#### Source data ####
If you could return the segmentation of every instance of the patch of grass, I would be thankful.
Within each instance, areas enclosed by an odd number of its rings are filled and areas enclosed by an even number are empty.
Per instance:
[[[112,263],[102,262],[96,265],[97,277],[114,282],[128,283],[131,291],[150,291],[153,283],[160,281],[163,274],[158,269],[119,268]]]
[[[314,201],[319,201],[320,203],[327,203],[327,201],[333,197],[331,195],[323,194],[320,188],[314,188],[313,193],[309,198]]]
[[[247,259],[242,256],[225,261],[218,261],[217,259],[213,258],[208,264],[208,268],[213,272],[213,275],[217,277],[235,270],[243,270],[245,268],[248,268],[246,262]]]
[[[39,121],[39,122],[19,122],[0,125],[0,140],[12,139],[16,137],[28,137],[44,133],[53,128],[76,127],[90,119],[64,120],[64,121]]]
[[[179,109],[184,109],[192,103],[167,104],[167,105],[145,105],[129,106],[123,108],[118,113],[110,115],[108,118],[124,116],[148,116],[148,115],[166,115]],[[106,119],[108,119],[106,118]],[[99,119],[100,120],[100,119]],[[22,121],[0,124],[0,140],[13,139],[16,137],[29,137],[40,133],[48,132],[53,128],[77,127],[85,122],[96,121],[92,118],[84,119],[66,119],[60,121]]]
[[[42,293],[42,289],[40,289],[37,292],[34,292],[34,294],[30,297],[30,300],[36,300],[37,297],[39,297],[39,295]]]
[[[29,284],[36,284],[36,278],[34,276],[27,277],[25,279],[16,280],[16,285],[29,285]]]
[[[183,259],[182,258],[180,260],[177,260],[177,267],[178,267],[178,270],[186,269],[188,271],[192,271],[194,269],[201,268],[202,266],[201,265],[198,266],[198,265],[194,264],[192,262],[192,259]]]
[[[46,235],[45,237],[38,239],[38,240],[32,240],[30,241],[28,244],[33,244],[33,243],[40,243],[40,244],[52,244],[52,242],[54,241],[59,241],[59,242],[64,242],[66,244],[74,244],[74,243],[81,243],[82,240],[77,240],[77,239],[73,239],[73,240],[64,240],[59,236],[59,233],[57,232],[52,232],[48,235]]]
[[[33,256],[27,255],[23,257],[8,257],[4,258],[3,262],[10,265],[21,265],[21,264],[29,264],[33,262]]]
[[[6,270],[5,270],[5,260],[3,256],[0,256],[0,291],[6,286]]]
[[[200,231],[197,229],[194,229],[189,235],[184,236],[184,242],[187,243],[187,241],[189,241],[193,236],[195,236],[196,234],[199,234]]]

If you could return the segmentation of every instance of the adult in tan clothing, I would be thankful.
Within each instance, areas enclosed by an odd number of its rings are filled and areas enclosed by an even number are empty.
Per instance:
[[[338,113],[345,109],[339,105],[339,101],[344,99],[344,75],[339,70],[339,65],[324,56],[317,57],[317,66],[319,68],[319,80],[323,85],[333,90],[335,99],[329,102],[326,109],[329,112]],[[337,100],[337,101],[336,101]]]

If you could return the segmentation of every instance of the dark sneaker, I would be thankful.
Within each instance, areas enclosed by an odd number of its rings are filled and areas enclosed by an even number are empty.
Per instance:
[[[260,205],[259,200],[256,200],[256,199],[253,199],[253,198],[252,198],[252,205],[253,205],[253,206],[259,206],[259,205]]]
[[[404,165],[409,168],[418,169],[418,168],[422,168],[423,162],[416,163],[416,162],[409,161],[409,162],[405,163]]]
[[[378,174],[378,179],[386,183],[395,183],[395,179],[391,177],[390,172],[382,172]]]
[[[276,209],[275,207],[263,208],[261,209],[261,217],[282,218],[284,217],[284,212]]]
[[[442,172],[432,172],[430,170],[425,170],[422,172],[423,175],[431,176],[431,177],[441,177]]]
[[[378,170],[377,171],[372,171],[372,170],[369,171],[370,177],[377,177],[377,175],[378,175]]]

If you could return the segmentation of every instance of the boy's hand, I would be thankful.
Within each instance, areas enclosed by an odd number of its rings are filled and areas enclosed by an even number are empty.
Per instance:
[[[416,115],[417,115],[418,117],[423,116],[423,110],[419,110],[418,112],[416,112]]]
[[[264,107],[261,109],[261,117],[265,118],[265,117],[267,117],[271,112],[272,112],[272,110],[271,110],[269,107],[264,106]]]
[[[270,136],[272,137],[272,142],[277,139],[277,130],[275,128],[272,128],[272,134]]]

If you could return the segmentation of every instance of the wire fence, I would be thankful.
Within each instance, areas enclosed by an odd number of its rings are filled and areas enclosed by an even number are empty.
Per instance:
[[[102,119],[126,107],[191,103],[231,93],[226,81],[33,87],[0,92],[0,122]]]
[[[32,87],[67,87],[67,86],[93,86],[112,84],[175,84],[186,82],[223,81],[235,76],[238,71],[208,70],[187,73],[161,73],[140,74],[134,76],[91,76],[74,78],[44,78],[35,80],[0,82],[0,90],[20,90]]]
####
> [Problem to solve]:
Find the word "thankful" in the entries above, then copy each line that holds it.

> [Answer to this exercise]:
If you could return the segmentation of every instance of the patch of grass, I would be thankful.
If you could return the segmentation of every instance of the adult in tan clothing, I would be thankful.
If you could return the segmentation of every instance of the dark sneaker, I would be thankful.
If you could return the segmentation of every instance of the boy's hand, I would be thankful.
If you could return the segmentation of every instance of the wire fence, I would be thankful.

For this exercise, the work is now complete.